─── Supplied text

If you saw the note on Neil Browne’s Browne Eye Blog yesterday, rumor was that Floyd Landis would be on Larry King Live tonight. Given the rather humorous nature of the post that Browne’s update was attached to, I wasn’t sure if he was kidding, or if it was for real. So I emailed Neil, and he told me that to the best of his knowledge Landis would actually be on Larry King’s show.
Not wanting to miss the opportunity to see what Landis has to say about the latest saga emanating from across the pond, I set the DVR to record Larry King Live. And, at the appointed hour, my wife and I tuned in to see if Floyd would really be on the telly. Sure enough, in the lead-in King showed pictures of Floyd and said he’s got an exclusive interview — an interview which was sandwiched between a bunch of talking heads speculating about the meaning of Tiger Woods’ upcoming pseudo-press conference tomorrow (apparently no questions will be allowed for the media who might attend Woods’ statement) and Priscilla Presley, who was promoting a new Lost Wages (er, that’s Las Vegas) show called “Viva Elvis.” (Full disclosure: I turned off the TV shortly after Presley’s portion began. I’m not a big fan of musicals, even ones about “The King.”)
I’m not entirely sure Larry King’s interview with Landis was completely exclusive, as Floyd did give a brief statement by email to the LA Times a couple of days ago (and also an answer to a follow-up question here), but it does seem like the first time since the arrest warrant stories broke that Floyd has spoken at length to a member of the press. Those who tuned in got to see Landis relaxed and confident in answering questions posed by one of the tougher interviewers in the business.

──────
─── Given data

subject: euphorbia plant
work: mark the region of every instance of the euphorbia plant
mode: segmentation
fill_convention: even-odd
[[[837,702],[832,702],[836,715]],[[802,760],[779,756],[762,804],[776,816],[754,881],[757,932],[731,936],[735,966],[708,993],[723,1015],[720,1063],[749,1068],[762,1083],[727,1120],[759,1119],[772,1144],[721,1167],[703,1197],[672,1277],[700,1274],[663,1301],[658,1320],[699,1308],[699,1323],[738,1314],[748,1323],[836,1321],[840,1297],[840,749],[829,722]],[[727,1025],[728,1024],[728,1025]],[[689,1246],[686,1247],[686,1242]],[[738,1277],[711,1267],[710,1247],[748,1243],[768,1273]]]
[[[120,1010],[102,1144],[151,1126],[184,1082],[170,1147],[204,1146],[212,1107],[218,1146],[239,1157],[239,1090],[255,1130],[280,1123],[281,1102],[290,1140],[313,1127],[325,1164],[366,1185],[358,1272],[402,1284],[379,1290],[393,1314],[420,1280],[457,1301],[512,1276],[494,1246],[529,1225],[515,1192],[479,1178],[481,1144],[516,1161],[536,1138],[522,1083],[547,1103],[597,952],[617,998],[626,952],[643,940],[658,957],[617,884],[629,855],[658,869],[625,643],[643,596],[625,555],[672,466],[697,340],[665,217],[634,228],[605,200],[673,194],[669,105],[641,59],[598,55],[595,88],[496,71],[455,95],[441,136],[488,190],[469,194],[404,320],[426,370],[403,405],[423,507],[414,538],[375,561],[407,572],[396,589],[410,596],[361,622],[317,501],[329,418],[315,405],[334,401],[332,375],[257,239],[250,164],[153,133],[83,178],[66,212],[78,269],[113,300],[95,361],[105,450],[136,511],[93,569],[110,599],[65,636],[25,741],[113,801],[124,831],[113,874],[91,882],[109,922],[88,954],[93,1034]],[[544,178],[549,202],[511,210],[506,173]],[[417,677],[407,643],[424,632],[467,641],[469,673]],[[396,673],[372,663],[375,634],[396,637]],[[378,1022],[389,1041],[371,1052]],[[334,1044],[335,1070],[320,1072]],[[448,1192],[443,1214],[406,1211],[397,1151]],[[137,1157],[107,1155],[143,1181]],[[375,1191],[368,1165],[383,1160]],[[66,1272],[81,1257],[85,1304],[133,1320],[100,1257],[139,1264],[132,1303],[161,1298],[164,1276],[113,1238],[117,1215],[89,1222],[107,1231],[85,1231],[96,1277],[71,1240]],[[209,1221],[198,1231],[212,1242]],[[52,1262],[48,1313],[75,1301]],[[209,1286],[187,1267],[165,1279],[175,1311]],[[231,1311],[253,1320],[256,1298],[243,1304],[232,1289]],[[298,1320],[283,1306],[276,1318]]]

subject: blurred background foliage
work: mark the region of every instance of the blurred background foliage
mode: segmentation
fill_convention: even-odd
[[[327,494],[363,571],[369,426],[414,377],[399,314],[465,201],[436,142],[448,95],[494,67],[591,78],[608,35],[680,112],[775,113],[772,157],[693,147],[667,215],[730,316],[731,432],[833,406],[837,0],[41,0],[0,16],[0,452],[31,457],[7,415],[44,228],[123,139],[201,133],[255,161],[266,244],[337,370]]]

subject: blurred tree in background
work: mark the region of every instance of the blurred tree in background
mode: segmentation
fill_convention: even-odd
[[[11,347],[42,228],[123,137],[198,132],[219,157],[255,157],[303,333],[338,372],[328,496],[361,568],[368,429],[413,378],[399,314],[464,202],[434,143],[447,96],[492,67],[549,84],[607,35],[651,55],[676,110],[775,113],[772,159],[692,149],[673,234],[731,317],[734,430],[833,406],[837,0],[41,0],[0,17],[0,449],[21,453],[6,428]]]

──────

## Challenge A
Pull out every line of the records above that contains the word "region", matching case exactly, and copy each one unchanged.
## Challenge B
Write the next part of the blog post about Floyd Landis on Larry King Live, starting right after its last sentence.

## Expected output A
work: mark the region of every instance of the euphorbia plant
work: mark the region of every instance of the blurred background foliage
work: mark the region of every instance of the blurred tree in background

## Expected output B
A few key points that Landis made during the brief interview:
- One, he didn’t hack into LNDD’s computers
- Two, he hasn’t received any summons or request to appear in front of the French judge regarding the hacking
- Three, he doesn’t know any more about what the judge and prosecutor in Nanterre are after than what’s been published
And somewhere in there, he cracked a smile and was able to laugh at how humorous the situation is. I’m hoping that the good folks at CNN will see fit to put Landis’ interview out on the Interwebs, so that those who missed it can see for themselves. Over the weekend, I’ll try to transcribe the interview. Update: No need, courtesy of Jeff, here’s the official CNN transcript. Landis’ interview is about one-third of the way down the page.
Meanwhile, in Pennsylvania …
One subject briefly alluded to by Dr. Brent Kay, who accompanied Floyd during the Larry King interview, was the news that Joe Papp pleaded guilty to two counts of conspiracy to distribute performance enhancing drugs he imported from China. According to this Associated Press article, the charges cover the time from September 2006 to September 2007. Which means that at the time Joe Papp was testifying about his own use of performance-enhancing drugs and the toll it took on him and his life during the Landis versus USADA arbitration hearings at Pepperdine University School of Law, he was also operating a business distributing what the sporting community lovingly calls “dope.”
Joe Papp is a complicated character, from what I can see. Other than the spin that USADA was able to get in the media from Papp’s appearance on the stand, he had no direct evidence to offer that related to whether or not Floyd Landis did what he was accused of doing before Stage 17 of the 2006 Tour de France. When the panel that heard the case released their ruling, they chose not to consider either Papp’s testimony or Greg LeMond’s testimony, rightly noting that neither had information that related directly to the charges at hand.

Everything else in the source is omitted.